ACTIVITY A: In the article on the shortage of coronavirus testing kits, list every place where Qiagen says it is increasing manufacturing.
ACTIVITY B:
Say whether each statement agrees with the article on the shortage of coronavirus testing kits. For each, answer yes or no and quote the words that decide it.
(i) Qiagen is a diagnostic company based in Spain.
(ii) Training lab technicians to use the Roche kit could take up to a week.
(iii) Robert Redfield said he is confident that labs have enough testing materials.

TEXT UNDER STUDY:
How government, labs are dealing with shortage of coronavirus testing kits

As the U.S. is facing a shortage of a critical component of COVID-19 diagnostic tests, some labs are borrowing kits from colleagues, the FDA updated a policy allowing labs to use a different type of diagnostic kit and the CDC has offered to look into the shortage. 

The first step in diagnosing COVID-19 is by using something called an RNA extraction kit. A key part of those kits are substances called reagents, which are now in short supply as demand for testing has spiked, Politico reported. 

Qiagen, a diagnostic company based in Germany, makes many of the reagents for RNA extraction kits used in the U.S. The company told USA Today it is increasing its production to three shifts a day, seven days a week at its plants in Germany and Spain. It also said it is hiring more employees and increasing manufacturing at a facility in Maryland. 

"This now is an unprecedented situation," a Qiagen spokesperson told USA Today. "Demand is exploding, especially in the United States ... and this is stretching our capacity."

Some labs have had to borrow testing components from colleagues, according to USA Today

CDC director Robert Redfield, MD, told Politico the agency is looking into the shortage and that he is "not confident" that labs have a sufficient supply of testing materials. 

The FDA is also contacting labs testing for COVID-19 to "understand their supply issues and assist where we can," a spokesperson told Politico

The FDA also approved a change to allow labs to use a test kit from Roche instead of Qiagen, but lab technicians would need to be trained to use it, which could take up to a week. 

The American Society for Microbiology posted a warning on its site that the shortage could slow diagnostic testing for COVID-19.

EXCERPTED RECORDS:
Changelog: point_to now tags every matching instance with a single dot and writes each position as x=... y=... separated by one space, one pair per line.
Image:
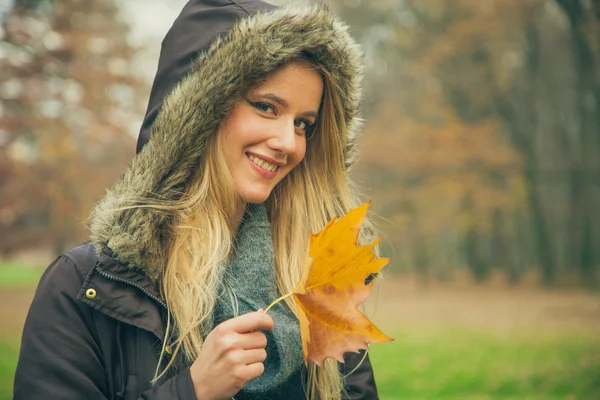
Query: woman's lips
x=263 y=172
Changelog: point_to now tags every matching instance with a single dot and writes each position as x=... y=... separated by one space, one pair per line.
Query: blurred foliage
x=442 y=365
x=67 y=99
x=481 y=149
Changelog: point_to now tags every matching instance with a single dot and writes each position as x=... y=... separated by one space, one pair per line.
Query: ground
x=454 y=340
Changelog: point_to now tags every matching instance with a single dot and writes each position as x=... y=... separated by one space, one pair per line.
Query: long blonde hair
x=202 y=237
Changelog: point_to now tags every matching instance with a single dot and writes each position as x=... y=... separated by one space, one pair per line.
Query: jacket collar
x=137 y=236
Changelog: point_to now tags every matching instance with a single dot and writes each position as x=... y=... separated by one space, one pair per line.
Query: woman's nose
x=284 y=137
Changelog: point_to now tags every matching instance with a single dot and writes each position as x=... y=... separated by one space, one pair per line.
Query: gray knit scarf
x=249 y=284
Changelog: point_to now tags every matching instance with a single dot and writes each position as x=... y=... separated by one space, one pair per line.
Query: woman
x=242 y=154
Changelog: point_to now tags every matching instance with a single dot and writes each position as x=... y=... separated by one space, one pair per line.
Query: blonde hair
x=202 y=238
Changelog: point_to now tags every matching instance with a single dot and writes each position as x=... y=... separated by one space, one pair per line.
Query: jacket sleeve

--

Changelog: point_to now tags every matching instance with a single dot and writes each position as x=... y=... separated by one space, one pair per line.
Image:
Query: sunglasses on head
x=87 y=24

* * *

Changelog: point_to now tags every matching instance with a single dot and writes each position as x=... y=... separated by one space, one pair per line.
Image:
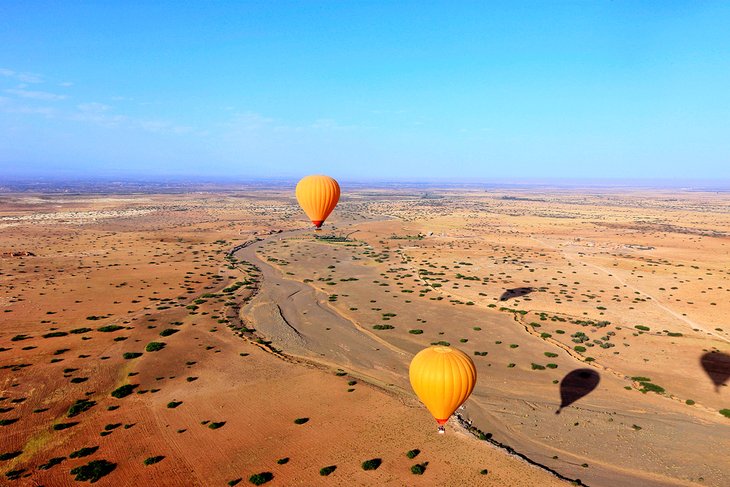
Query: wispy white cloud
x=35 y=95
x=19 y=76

REPLY A: Germany, Spain, Maryland

REPLY B:
(i) No: "Qiagen, a diagnostic company based in Germany"
(ii) Yes: "lab technicians would need to be trained to use it, which could take up to a week"
(iii) No: "he is "not confident" that labs have a sufficient supply of testing materials"